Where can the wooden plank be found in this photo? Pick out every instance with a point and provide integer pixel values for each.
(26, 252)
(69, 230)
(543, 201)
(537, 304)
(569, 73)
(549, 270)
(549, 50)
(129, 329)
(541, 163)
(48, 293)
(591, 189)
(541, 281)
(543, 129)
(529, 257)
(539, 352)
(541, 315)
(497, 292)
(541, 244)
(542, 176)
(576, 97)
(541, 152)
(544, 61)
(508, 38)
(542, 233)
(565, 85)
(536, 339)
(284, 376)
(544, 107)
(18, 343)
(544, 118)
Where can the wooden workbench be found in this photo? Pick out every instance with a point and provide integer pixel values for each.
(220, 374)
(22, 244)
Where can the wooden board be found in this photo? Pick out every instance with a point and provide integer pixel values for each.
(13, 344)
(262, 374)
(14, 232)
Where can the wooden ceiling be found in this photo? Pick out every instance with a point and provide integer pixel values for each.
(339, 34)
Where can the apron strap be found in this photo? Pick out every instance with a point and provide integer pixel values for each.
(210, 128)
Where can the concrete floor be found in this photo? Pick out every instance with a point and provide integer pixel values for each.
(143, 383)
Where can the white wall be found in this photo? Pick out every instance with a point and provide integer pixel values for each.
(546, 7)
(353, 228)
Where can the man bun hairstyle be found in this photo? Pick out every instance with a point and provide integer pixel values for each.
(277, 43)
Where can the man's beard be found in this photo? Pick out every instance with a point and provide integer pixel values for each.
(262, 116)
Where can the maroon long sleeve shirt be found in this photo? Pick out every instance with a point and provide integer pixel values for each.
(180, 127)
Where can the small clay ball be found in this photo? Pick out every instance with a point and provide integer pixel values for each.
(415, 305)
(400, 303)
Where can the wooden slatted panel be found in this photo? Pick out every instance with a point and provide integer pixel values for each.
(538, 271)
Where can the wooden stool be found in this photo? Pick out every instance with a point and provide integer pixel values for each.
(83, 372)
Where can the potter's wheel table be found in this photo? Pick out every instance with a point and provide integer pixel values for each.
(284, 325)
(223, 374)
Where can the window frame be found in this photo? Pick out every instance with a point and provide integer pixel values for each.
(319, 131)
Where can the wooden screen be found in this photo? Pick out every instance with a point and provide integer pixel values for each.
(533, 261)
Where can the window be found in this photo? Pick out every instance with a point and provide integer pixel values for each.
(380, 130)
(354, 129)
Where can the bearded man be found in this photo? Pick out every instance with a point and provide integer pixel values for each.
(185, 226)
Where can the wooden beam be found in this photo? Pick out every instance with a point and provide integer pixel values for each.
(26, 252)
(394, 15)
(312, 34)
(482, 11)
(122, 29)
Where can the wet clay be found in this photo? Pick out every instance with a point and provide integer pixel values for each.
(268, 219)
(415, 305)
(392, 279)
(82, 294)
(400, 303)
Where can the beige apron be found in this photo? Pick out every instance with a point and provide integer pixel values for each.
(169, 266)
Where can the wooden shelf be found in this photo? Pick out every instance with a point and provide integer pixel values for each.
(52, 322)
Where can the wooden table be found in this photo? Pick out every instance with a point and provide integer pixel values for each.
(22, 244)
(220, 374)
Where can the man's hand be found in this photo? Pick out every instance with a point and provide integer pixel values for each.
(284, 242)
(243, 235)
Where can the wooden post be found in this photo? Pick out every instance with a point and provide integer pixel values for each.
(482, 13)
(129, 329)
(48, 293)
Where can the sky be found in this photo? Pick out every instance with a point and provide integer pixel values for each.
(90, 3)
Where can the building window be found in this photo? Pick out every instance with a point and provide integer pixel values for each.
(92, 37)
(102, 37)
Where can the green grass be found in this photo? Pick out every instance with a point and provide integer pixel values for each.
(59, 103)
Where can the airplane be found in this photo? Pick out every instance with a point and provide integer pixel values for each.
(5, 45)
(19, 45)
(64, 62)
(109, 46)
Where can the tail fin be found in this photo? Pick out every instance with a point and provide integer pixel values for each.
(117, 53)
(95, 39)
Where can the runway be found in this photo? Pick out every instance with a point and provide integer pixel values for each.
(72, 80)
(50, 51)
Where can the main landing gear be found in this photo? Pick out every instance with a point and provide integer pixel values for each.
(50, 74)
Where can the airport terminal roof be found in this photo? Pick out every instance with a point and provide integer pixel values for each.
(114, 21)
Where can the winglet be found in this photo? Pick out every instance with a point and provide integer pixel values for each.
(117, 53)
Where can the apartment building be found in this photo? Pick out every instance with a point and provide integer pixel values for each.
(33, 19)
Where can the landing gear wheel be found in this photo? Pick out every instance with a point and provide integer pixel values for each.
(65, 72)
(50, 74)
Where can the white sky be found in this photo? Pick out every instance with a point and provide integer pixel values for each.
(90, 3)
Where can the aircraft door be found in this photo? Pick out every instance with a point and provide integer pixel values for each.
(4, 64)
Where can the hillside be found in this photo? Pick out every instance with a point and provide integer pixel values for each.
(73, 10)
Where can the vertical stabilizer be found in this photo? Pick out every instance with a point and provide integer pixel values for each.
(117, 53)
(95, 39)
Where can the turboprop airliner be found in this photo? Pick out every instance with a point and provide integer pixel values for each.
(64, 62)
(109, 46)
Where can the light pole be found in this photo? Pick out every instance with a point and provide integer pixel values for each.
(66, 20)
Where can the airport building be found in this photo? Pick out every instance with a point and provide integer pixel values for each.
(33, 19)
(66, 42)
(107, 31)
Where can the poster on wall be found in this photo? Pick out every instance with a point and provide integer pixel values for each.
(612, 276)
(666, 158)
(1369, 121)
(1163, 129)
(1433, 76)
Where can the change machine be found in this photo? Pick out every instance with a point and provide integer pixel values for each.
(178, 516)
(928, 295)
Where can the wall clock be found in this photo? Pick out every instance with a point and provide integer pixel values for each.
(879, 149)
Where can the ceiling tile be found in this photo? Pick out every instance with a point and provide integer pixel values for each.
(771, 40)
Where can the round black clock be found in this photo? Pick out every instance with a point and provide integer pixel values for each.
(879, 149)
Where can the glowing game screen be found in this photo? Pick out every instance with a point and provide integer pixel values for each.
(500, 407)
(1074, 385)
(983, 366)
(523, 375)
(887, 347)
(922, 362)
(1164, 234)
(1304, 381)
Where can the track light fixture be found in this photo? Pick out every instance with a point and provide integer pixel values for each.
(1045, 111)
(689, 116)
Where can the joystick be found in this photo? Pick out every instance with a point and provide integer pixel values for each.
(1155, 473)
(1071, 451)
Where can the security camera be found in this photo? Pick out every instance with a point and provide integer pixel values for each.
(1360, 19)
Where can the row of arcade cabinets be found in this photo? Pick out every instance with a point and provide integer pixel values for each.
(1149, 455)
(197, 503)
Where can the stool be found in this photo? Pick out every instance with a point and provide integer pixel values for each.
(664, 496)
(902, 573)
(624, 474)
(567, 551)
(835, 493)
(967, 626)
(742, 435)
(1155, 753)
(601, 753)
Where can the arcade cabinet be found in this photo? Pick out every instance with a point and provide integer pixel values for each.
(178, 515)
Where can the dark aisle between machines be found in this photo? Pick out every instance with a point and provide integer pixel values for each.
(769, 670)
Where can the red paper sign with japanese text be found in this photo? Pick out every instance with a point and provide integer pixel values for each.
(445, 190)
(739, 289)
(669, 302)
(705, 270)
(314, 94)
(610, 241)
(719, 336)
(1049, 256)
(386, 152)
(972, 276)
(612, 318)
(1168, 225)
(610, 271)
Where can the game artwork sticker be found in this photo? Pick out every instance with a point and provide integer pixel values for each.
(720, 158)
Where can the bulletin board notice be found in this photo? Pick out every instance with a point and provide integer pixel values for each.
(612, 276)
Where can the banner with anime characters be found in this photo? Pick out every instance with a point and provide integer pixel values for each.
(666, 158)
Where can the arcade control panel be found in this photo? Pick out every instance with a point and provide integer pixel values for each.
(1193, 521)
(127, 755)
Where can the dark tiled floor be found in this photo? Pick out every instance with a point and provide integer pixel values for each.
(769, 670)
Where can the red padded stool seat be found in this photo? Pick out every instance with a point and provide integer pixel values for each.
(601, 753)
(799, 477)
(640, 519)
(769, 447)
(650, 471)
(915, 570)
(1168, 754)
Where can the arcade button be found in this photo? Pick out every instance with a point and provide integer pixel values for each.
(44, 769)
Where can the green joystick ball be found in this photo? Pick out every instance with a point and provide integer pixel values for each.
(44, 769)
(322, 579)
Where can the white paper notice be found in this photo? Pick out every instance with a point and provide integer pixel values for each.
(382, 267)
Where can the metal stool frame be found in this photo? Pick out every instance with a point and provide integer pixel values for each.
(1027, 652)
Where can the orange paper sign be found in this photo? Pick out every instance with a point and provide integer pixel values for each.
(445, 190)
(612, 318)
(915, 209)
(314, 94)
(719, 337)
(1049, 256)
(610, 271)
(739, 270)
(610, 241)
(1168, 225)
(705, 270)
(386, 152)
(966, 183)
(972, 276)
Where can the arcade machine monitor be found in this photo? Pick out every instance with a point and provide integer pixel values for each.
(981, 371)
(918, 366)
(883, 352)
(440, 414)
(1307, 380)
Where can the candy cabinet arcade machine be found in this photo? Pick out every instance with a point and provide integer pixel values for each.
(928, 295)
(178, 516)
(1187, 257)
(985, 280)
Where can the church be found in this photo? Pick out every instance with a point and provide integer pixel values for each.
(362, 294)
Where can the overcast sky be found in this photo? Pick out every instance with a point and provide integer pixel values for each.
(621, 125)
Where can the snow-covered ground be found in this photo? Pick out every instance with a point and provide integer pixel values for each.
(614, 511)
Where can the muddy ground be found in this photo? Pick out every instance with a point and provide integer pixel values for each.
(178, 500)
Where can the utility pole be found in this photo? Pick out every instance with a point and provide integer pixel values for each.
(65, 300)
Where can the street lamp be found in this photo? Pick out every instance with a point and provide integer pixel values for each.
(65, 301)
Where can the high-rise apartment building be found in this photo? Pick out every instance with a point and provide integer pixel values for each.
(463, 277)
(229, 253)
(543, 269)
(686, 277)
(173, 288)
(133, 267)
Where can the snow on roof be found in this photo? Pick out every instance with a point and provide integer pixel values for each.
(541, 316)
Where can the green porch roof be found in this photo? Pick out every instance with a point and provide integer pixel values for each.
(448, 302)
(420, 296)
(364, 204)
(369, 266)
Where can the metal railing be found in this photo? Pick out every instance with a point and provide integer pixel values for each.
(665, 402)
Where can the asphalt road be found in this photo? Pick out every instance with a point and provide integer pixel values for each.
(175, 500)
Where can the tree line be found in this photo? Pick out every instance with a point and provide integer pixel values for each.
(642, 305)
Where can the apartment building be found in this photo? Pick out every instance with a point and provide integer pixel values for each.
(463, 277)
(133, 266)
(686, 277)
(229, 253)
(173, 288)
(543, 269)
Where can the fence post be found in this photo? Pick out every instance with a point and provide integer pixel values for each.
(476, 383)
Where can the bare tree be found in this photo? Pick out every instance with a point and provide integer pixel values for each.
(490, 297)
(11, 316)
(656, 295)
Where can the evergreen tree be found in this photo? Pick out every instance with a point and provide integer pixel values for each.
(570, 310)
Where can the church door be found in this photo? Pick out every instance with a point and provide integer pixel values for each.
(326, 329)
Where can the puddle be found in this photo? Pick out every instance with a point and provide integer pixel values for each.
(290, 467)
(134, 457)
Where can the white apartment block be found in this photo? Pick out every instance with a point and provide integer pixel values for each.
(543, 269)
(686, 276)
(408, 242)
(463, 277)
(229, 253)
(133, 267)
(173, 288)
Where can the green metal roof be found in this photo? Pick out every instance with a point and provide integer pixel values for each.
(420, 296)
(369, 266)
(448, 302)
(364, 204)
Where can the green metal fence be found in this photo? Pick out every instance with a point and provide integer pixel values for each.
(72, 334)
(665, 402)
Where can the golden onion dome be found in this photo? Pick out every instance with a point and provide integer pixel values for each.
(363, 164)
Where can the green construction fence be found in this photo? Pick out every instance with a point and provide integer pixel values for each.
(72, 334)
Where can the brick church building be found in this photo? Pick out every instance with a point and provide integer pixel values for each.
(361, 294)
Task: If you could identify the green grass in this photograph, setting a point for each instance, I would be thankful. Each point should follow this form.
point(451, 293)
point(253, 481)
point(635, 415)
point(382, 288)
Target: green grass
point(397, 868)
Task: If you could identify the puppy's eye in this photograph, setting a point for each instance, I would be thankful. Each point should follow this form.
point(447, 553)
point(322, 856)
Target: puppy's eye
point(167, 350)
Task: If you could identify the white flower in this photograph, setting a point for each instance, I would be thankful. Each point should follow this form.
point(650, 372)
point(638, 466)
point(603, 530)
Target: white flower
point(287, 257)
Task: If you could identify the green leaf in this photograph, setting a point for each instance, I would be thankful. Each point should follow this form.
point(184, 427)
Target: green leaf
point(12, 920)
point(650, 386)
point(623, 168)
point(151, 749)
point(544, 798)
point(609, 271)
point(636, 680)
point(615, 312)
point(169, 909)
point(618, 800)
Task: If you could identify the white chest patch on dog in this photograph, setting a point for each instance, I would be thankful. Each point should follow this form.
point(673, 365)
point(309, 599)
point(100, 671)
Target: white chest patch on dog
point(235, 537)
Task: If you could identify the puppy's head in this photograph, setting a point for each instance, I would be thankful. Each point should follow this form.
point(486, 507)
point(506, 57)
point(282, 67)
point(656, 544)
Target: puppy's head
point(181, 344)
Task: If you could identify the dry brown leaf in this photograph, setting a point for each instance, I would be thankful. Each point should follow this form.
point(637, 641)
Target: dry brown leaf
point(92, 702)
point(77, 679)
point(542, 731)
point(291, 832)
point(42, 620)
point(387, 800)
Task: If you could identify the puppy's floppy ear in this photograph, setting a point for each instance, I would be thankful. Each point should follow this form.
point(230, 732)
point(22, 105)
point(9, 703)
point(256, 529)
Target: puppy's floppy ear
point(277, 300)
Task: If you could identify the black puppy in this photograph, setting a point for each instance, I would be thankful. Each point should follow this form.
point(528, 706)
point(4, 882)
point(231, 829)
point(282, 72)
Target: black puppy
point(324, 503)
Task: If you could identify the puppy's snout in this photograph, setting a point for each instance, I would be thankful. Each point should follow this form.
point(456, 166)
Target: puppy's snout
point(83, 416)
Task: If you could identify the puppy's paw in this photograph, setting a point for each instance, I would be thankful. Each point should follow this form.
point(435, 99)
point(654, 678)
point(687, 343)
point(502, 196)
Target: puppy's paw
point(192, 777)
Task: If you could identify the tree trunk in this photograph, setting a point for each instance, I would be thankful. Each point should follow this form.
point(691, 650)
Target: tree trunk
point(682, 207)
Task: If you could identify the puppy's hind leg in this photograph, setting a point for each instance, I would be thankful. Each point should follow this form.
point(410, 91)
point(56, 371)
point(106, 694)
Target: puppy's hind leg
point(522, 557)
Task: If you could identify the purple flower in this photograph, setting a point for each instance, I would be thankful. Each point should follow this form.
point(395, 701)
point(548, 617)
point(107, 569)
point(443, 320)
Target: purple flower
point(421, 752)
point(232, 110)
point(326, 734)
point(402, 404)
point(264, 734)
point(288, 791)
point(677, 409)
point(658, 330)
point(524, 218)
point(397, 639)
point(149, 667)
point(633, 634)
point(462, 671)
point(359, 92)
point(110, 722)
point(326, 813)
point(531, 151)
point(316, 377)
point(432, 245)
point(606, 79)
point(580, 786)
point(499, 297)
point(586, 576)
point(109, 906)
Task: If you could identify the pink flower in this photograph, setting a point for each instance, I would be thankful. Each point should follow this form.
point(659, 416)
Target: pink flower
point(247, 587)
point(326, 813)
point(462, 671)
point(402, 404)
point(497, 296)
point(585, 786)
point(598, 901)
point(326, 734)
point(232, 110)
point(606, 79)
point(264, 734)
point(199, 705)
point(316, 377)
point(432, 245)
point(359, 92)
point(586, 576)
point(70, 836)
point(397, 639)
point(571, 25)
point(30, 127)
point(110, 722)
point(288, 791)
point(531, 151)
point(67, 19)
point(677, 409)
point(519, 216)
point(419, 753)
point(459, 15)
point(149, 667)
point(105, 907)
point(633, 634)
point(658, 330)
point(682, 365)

┄┄┄┄┄┄

• _What is required_: Within the material above, extract exactly the lines that start at the line containing "point(395, 701)" and stop after the line containing "point(659, 416)", and only those.

• _Solution to the exercise_:
point(395, 701)
point(548, 617)
point(107, 569)
point(443, 320)
Target: purple flower
point(421, 752)
point(232, 110)
point(326, 734)
point(402, 404)
point(264, 734)
point(288, 791)
point(677, 409)
point(658, 330)
point(524, 218)
point(397, 639)
point(149, 667)
point(633, 634)
point(462, 671)
point(359, 92)
point(110, 722)
point(326, 813)
point(531, 151)
point(316, 377)
point(432, 245)
point(606, 79)
point(580, 786)
point(499, 297)
point(586, 576)
point(109, 906)
Task: If you could identify the pink flower in this photograph, setting a point for each instance, I would be thankful. Each point should follow this form.
point(659, 416)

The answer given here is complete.